- Arbeitsanweisungen
**1.** Mit welchem Ergebnis endete laut dem Spielbericht über Bayern gegen Barcelona das Viertelfinal-Rückspiel der Champions League?
**2.** Gib bitte den Spielbericht über Bayern gegen Barcelona ab den Worten "Die Bayern sind" bis einschließlich "den Handinnenflächen bekämpfen." wieder und tausche dabei "Ersatzbank" gegen "Trainerbank" aus.
**3.** Führe den Spielbericht über Bayern gegen Barcelona im Anschluss an seinen letzten Satz fort.

- Vorliegender Text

+++

Die Bayern sind wie erwartet raus aus der Champions League. Zuhause konnten sie den Katalanen immerhin ein 1:1 abringen. Doch Jürgen Klinsmanns Trainerstuhl bleibt wackelig.

Jürgen Klinsmann: Tobte sich körperlich aus. Seine Mannschaft schaffte es trotzdem nicht, zumindest die Partie für sich zu gewinnen. Bild: ap

MÜNCHEN taz So sieht man Jürgen Klinsmann sonst nicht. Vom Anpfiff an stromerte der Trainer des FC Bayern durch seine Coachingzone. Normalerweise verfolgt er den größten Teil des Spiels unter dem schützenden Dach über der Ersatzbank. An diesem Abend aber demonstrierte Klinsmann Präsenz. Mit ausladenden Gesten versuchte er, seine Spieler zu dirigieren. Und wenn eine Aktion gelang, klatschte er so heftig, als müsse er akute Durchblutungsstörungen an den Handinnenflächen bekämpfen.

Klinsmanns ganzer Körper stand unter Spannung. Die Welt sollte endlich begreifen, dass dieser FC Bayern unter seiner Führung noch lebt. Und siehe da: Diesmal ließ ihn seine Mannschaft nicht ganz im Stich. Bayern spielte im Viertelfinal-Rückspiel der Champions League 1:1 (0:0) gegen den FC Barcelona. Wie nach dem 0:4 eine Woche zuvor erwartet, schied der deutsche Meister damit zwar aus, hatte aber diesen unauslöschlichen Schandfleck der Vereinshistorie zumindest teilweise überdeckt.

Trotz der Vorgeschichte herrschte in den Minuten vor dem Anpfiff festliche Stimmung. Die gesamte Fankurve der Bayern schmiss auf Kommando Papierschnipsel hoch, so dass die Luft darüber für ein paar Sekunden rot und weiß flitterte. Trotzig feuerten die Anhänger dann ihre Mannschaft so vehement an, als habe es das Hinspiel nie gegeben. Die meisten behielten auch ihre Abneigung gegenüber Klinsmann für sich. Und die wenigen, die wieder offen dessen Rauswurf forderten, drangen nicht durch.

+++

- Bereitgestelltes Material

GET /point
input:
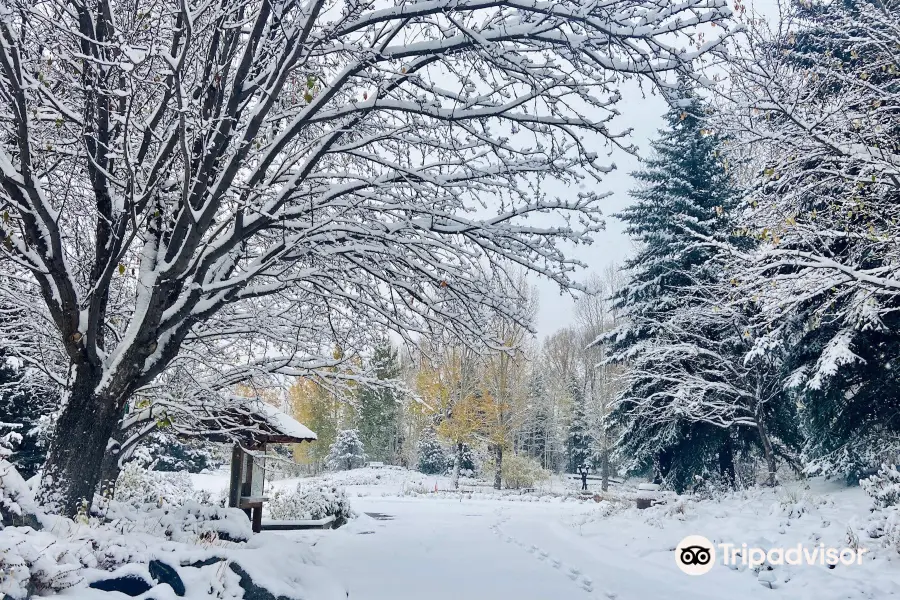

+++

- Ergebnisse in Reihenfolge
**1.** Es endete 1:1 (0:0).

**2.**
Die Bayern sind wie erwartet raus aus der Champions League. Zuhause konnten sie den Katalanen immerhin ein 1:1 abringen. Doch Jürgen Klinsmanns Trainerstuhl bleibt wackelig.

Jürgen Klinsmann: Tobte sich körperlich aus. Seine Mannschaft schaffte es trotzdem nicht, zumindest die Partie für sich zu gewinnen. Bild: ap

MÜNCHEN taz So sieht man Jürgen Klinsmann sonst nicht. Vom Anpfiff an stromerte der Trainer des FC Bayern durch seine Coachingzone. Normalerweise verfolgt er den größten Teil des Spiels unter dem schützenden Dach über der Trainerbank. An diesem Abend aber demonstrierte Klinsmann Präsenz. Mit ausladenden Gesten versuchte er, seine Spieler zu dirigieren. Und wenn eine Aktion gelang, klatschte er so heftig, als müsse er akute Durchblutungsstörungen an den Handinnenflächen bekämpfen.

**3.**
In seiner Startelf konnte Klinsmann, anders als im Hinspiel, die Abwehrstabilisatoren Lucio und Philipp Lahm einsetzen. Und er brachte wieder Hans-Jörg Butt im Tor anstelle von Michael Rensing. Dafür fehlte Mittelfeldspieler Bastian Schweinsteiger wegen Knieproblemen. Ihn ersetzte José Ernesto Sosa, der gleich zu Beginn eine Flanke in den Strafraum schlug. Der frei stehende Luca Toni stieg hoch, doch er verpasste den Ball knapp (5.).

Knapp zwei Minuten später brach ein gewaltiger Jubel aus. Toni hatte den Ball ins Tor bugsiert. Doch der Schiedsrichter entschied auf Abseits. Franck Ribéry, der in Barcelona untergegangen war, versuchte mit Macht, etwas für seinen Marktwert zu tun. Nach einigen nur in Ansätzen gelungenen Explosivdribblings wuselte er in der 14. Minute an der Strafraumgrenze herum, sein abschließender Lupfer strich knapp über das Tor.

Nach einer Viertelstunde verschoben sich die Kräfteverhältnisse etwas. Barcelona führte die Zügel nun etwas straffer. Zwingende Torchancen sprangen dabei zwar zunächst nicht heraus. Zumindest aber bremsten die Gäste dadurch den ungestümen Tatendrang der Bayern. Nach gut einer halben Stunde hatte Klinsmann sich auf die Bank verzogen. Doch dort hielt er es nicht aus. Kurz darauf stand er wieder. Die Jacke hatte er nun ausgezogen.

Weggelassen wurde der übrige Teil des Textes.